* _Data provided_:
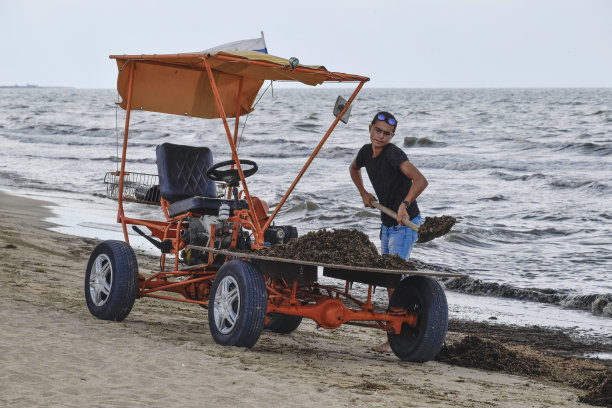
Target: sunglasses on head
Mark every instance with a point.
(383, 117)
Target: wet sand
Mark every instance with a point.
(54, 353)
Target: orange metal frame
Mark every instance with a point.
(323, 305)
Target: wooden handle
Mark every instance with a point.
(393, 214)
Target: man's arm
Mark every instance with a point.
(419, 183)
(358, 181)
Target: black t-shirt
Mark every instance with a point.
(390, 184)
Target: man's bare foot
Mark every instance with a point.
(383, 348)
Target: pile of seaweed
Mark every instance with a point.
(434, 227)
(475, 352)
(340, 247)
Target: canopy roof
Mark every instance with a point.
(179, 83)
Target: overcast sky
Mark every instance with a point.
(397, 43)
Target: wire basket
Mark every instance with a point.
(137, 187)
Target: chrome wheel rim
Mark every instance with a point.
(100, 280)
(227, 305)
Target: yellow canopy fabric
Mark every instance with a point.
(179, 84)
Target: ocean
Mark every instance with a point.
(526, 172)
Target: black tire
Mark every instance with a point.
(238, 304)
(425, 296)
(281, 323)
(111, 280)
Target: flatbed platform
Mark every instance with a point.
(307, 270)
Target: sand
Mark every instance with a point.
(54, 353)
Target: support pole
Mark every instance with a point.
(120, 213)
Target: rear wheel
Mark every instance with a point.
(424, 296)
(238, 304)
(111, 280)
(280, 323)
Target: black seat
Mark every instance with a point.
(183, 182)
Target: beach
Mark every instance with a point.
(54, 353)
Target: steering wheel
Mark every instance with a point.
(230, 176)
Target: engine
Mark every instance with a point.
(200, 230)
(224, 232)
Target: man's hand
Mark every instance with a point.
(402, 212)
(367, 199)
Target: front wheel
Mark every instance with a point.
(424, 296)
(238, 304)
(111, 280)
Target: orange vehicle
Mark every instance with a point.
(211, 217)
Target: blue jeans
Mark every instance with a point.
(399, 239)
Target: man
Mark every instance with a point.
(397, 184)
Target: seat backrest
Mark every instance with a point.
(182, 170)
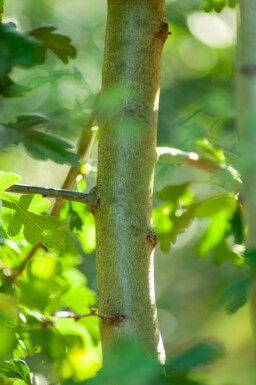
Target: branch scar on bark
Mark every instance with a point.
(163, 31)
(248, 70)
(151, 237)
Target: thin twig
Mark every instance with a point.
(83, 146)
(51, 193)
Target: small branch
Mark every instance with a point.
(191, 159)
(51, 193)
(82, 150)
(109, 318)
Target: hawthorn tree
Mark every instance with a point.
(125, 112)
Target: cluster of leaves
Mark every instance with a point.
(217, 5)
(133, 366)
(27, 49)
(25, 216)
(38, 144)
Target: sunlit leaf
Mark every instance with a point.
(22, 213)
(59, 44)
(16, 369)
(39, 145)
(7, 179)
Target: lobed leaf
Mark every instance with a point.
(57, 43)
(15, 369)
(23, 214)
(39, 145)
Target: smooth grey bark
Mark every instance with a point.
(125, 240)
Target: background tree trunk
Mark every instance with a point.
(135, 34)
(246, 95)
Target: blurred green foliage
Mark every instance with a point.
(48, 327)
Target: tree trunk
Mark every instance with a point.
(246, 95)
(135, 34)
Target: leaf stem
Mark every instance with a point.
(51, 193)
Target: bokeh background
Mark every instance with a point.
(197, 106)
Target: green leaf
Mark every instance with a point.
(235, 294)
(57, 43)
(216, 5)
(15, 369)
(200, 354)
(39, 145)
(23, 213)
(1, 7)
(7, 179)
(18, 49)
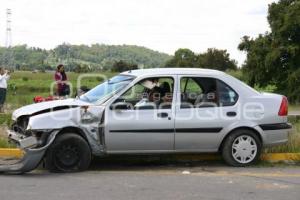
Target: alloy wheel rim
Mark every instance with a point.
(67, 157)
(244, 149)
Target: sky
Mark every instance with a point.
(162, 25)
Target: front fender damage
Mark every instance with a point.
(32, 156)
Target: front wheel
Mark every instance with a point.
(241, 148)
(68, 153)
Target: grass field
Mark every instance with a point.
(24, 86)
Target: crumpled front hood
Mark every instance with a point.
(39, 107)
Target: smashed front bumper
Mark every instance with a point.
(33, 152)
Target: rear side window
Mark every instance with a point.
(205, 92)
(227, 96)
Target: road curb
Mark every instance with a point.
(271, 157)
(8, 152)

* _Required work_: The answer should be nothing but the number of lines above that contain "tree".

* _Task answer_: 3